> EXERCISE DETAILS
Collect every line from the rows below that contains the string "Target", and copy each one in full. Treat uppercase and lowercase as different when matching.

> DATA SECTION
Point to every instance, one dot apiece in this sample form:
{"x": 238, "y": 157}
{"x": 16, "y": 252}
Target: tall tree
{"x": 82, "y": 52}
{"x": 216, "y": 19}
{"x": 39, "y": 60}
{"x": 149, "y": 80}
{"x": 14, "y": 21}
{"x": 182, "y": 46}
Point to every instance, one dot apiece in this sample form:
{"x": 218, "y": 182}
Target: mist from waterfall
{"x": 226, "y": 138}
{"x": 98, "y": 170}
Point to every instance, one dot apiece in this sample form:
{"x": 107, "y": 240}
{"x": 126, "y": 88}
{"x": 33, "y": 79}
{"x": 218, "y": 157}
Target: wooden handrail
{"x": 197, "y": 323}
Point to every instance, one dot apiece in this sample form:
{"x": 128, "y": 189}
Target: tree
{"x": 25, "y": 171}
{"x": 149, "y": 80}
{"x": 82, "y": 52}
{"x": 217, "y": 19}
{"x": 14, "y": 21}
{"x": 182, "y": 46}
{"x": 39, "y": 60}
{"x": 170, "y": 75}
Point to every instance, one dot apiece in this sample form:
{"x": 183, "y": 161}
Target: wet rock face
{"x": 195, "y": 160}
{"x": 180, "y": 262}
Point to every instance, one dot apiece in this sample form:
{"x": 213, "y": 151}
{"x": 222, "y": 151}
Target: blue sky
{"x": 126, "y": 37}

---

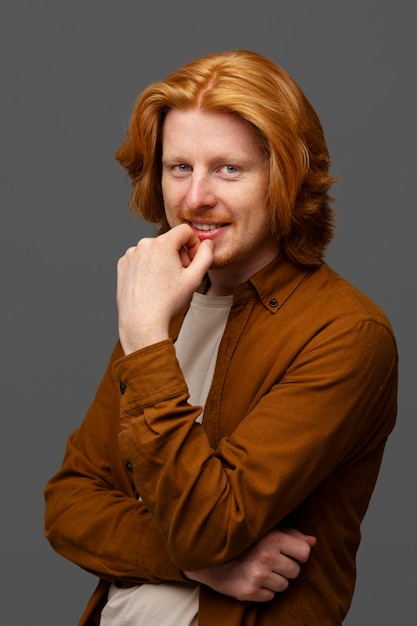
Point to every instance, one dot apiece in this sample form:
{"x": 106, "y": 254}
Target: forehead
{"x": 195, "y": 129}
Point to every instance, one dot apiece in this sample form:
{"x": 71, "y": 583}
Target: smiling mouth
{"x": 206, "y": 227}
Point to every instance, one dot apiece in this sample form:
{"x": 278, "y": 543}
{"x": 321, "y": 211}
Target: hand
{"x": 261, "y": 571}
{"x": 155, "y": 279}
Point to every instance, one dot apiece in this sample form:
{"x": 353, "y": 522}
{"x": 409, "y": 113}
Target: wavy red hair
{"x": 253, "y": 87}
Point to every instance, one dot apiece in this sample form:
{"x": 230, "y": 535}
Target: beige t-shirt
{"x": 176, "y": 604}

> SOLUTION FOR THIS TASK
Target: tall tree
Target: mist from waterfall
Target: wooden handrail
Target: tree
Target: wet rock face
Target: blue sky
Target: forehead
Target: smiling mouth
Target: hand
Target: wavy red hair
Target: beige t-shirt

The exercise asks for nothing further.